(Excerpts of location labeling data)

* START *

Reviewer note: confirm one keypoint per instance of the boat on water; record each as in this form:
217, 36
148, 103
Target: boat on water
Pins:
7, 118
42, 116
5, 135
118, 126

* END *

Given problem - Reproduce all of the data above line for line, changing nothing.

Solution for this task -
Reviewer note: confirm one keypoint per instance of the boat on water; record each as in this form:
217, 36
148, 103
Target: boat on water
Pins:
7, 118
42, 116
5, 135
118, 126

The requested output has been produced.